Charge accumulation at the diamond–electrolyte interface¶

Attention

This tutorial is under construction

Input Files:

2DHG_Diamond_Electrolyte_Birner_Stefan_2011_1D_sPM_nn3

2DHG_Diamond_Electrolyte_Birner_Stefan_2011_1D_ePM_nn3

Relevant output files:

band_structure\BandEdges.dat

band_structure\potential.dat

density\density_hl.dat

density\density_space_charge.dat

density\density_ion_total.dat

density\density_hl.dat

density\density_ion1ion10_M.dat

Shroedinger_kp\kp6_psi_squared_hl_kpar001_1D_shift.dat

Scope of the tutorial:

Poisson-Boltzmann equation

Introduce the PMF factor

This tutorial aims to briefly summarize the results obtained in [BirnerPhD2011] with nextnano³.

Introduction¶

The standard Poisson-Boltzmann equation¶

The standard Poisson-Boltzmann (PB) equation, which is described below, enables us to evaluate charge distributions for ions around charged surfaces.

\[\nabla\left(\varepsilon_{r}\nabla\varphi\left(x\right)\right)=-\sum_{i}{z_ieC_{0,i}\exp\left(-\frac{z_ie\left(\varphi\left(x\right)-U_G\right)}{k_BT}\right)}\]

Here, each variable is shown in the table.

▶ **EXERCISE MATERIAL**:
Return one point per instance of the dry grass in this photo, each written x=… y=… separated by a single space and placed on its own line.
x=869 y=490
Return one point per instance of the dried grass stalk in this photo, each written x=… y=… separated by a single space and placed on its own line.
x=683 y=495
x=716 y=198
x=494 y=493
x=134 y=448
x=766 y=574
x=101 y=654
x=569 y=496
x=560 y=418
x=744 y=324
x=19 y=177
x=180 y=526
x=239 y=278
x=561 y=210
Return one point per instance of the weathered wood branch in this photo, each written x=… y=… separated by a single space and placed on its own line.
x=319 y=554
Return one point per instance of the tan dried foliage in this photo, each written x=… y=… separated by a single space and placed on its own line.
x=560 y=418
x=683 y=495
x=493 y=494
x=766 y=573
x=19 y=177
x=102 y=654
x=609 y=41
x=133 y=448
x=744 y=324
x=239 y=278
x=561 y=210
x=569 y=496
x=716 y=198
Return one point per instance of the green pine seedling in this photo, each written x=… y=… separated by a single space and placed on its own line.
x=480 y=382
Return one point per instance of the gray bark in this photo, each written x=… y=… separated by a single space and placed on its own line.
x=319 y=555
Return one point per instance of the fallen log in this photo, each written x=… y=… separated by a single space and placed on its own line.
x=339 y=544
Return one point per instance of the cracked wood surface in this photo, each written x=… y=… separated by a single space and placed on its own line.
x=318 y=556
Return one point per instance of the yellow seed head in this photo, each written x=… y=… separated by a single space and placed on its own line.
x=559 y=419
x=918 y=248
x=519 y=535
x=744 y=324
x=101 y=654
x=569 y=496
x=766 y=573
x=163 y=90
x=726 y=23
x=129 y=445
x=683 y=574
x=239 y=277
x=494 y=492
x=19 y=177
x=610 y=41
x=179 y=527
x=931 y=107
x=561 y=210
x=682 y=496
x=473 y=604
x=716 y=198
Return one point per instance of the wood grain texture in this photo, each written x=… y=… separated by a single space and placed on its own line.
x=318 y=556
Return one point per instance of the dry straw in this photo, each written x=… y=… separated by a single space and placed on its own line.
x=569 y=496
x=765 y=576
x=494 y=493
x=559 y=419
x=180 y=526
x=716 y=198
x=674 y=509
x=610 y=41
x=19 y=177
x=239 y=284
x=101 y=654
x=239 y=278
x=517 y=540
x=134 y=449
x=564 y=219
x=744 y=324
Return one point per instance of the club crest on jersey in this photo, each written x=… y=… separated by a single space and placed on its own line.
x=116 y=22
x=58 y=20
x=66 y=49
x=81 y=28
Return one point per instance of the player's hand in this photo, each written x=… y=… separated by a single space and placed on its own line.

▶ **WRITTEN EXERCISE A**:
According to the tutorial on charge accumulation at the diamond–electrolyte interface, what does the standard Poisson-Boltzmann equation enable us to evaluate?
▶ **WRITTEN EXERCISE B**:
List the rows as a numbered list without blank lines, starting at the first row and ending at the row that contains "x=319 y=554", with both of those rows included.

▶ **EXPECTED ANSWER A**:
Charge distributions for ions around charged surfaces.

▶ **EXPECTED ANSWER B**:
1. Return one point per instance of the dry grass in this photo, each written x=… y=… separated by a single space and placed on its own line.
2. x=869 y=490
3. Return one point per instance of the dried grass stalk in this photo, each written x=… y=… separated by a single space and placed on its own line.
4. x=683 y=495
5. x=716 y=198
6. x=494 y=493
7. x=134 y=448
8. x=766 y=574
9. x=101 y=654
10. x=569 y=496
11. x=560 y=418
12. x=744 y=324
13. x=19 y=177
14. x=180 y=526
15. x=239 y=278
16. x=561 y=210
17. Return one point per instance of the weathered wood branch in this photo, each written x=… y=… separated by a single space and placed on its own line.
18. x=319 y=554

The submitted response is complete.